───── Texte fourni ─────
Pour “faire partie de la solution” ce couple franco-chilien d’étudiants lance son verger bio en Bourgogne

Lui est français, doctorant en anthropologie, elle chilienne, en licence de géographie. Mais c’est au milieu d’un verger luxuriant que Gabriela et Noé imaginent leur avenir professionnel. Leur objectif est de créer, en quelques années, une plantation fruitière de moins d’un hectare (soixante-cinq ares) en Saône-et-Loire, sans engrais chimique ni pesticides. Pour créer cet “écosystème forestier résilient”, ils misent sur les techniques de la permaculture et de l’agroécologie. Pour cela, ils ont reçu une parcelle, où les premières opérations de terrassements ont commencé début octobre.
─────
Consigne écrite
Recopiez fidèlement l'extrait du texte sur le verger bio qui commence aux mots « Lui est français, doctorant » et s'arrête après les mots « commencé début octobre. ».
───── Contenu des données ─────
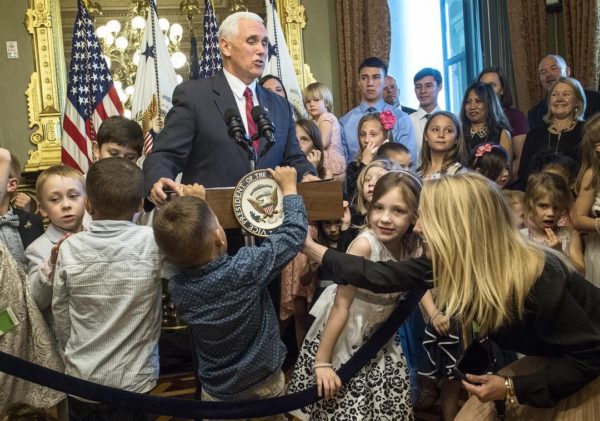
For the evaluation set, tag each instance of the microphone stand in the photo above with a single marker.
(246, 144)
─────
Corrigé rédigé
Lui est français, doctorant en anthropologie, elle chilienne, en licence de géographie. Mais c’est au milieu d’un verger luxuriant que Gabriela et Noé imaginent leur avenir professionnel. Leur objectif est de créer, en quelques années, une plantation fruitière de moins d’un hectare (soixante-cinq ares) en Saône-et-Loire, sans engrais chimique ni pesticides. Pour créer cet “écosystème forestier résilient”, ils misent sur les techniques de la permaculture et de l’agroécologie. Pour cela, ils ont reçu une parcelle, où les premières opérations de terrassements ont commencé début octobre.